*WHAT THE TASK REQUIRES:* The records that follow are to be repeated without alteration.

(Point annotation dataset records)
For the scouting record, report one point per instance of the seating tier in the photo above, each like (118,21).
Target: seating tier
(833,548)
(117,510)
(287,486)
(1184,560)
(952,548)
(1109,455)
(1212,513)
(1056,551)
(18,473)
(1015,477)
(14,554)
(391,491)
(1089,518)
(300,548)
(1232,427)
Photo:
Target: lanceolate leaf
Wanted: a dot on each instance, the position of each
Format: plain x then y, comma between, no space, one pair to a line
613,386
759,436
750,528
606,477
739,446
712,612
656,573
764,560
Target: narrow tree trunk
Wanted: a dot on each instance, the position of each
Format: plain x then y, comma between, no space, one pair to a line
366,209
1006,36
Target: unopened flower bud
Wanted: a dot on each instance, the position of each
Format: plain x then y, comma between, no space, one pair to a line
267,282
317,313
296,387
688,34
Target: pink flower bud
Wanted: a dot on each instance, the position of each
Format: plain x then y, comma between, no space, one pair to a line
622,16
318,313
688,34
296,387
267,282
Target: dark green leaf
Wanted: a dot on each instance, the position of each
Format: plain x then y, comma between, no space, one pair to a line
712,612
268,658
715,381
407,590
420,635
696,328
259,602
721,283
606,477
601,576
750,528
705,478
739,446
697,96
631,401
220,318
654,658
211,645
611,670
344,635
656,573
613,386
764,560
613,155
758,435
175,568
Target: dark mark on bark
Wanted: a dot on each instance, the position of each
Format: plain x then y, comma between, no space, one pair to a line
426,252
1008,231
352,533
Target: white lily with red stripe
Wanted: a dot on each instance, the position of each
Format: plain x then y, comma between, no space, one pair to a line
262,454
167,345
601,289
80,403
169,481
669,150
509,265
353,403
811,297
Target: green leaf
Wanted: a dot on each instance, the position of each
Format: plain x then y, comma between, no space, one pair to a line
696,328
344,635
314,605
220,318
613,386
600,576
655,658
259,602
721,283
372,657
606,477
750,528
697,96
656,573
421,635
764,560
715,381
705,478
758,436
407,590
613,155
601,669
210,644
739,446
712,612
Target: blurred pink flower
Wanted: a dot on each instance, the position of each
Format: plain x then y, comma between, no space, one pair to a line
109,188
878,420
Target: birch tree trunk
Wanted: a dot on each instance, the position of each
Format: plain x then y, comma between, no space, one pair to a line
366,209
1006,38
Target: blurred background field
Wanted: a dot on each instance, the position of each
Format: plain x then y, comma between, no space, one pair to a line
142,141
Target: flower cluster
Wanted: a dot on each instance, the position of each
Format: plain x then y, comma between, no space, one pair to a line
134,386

*OUTPUT OF THE EXERCISE:*
For the scouting record, report one point per instance of the seating tier in the photo above, each like (118,21).
Target: seating tier
(833,548)
(117,510)
(287,486)
(1184,560)
(952,548)
(1109,455)
(1212,513)
(1056,551)
(18,473)
(1015,477)
(14,554)
(391,491)
(1089,518)
(300,548)
(1232,427)
Photo:
Target: lanceolate leaf
Wanted: a dot on each instance, the position of each
Format: plain x then y, comma between, no space, one pair to a line
613,386
759,436
750,528
606,477
739,446
712,612
656,573
764,560
Target: narrow tree trunk
Wanted: a dot on each instance, the position of each
Format: plain x then y, comma between, no space, one pair to a line
366,209
1006,36
Target: unopened flower bud
Wanted: a dot on each instance, the position of each
Format: plain x then y, comma between, no space, one pair to a line
267,282
317,313
296,387
688,34
Target: pink flower bud
Wanted: a dot on each instance, the position of each
Format: plain x then y, comma between, no space, one pair to a line
622,16
318,313
688,34
296,387
267,282
Target: dark green leaf
Wanted: a dot on each instance, the position of each
Format: plain x then y, comma between, no space, one pair to a line
712,612
268,658
715,381
407,590
420,635
696,328
259,602
721,283
606,477
601,576
750,528
705,478
739,446
697,96
631,401
220,318
654,658
211,645
611,670
344,635
656,573
613,386
764,560
613,155
758,435
175,568
Target: dark mark on bark
Wanted: a dot on each instance, the position of each
Format: plain x then y, comma between, no space, one pair to a line
426,252
1008,231
352,533
Target: white lily with red stripe
Wanted: a dot on each instance, the position of each
Format: plain x then y, comma between, no space, one pair to a line
262,454
167,345
601,289
80,403
169,481
669,150
509,265
353,403
811,297
Target: green leaf
Wanted: a dot on each instance, the position of each
Format: plain x then y, comma between, no space, one pair to a line
696,328
344,635
314,605
220,318
613,386
600,576
655,658
259,602
721,283
372,657
606,477
750,528
697,96
656,573
421,635
764,560
715,381
705,478
758,436
407,590
613,155
601,669
210,644
739,446
712,612
Target: blurred pink flower
Wanted: a dot on each instance, the position of each
Format: plain x then y, comma between, no space, one pair to a line
109,188
878,420
Target: birch tree trunk
Wanted: a dot on each instance, the position of each
Format: plain x then y, comma between, no space, one pair to a line
366,209
1006,38
Target: blurred background field
Wanted: a dot on each instance, the position of each
Format: plain x then y, comma between, no space, one pair to a line
142,141
Target: flower cluster
Wanted: a dot on each instance, the position of each
Format: plain x then y, comma between, no space, one pair to a line
134,386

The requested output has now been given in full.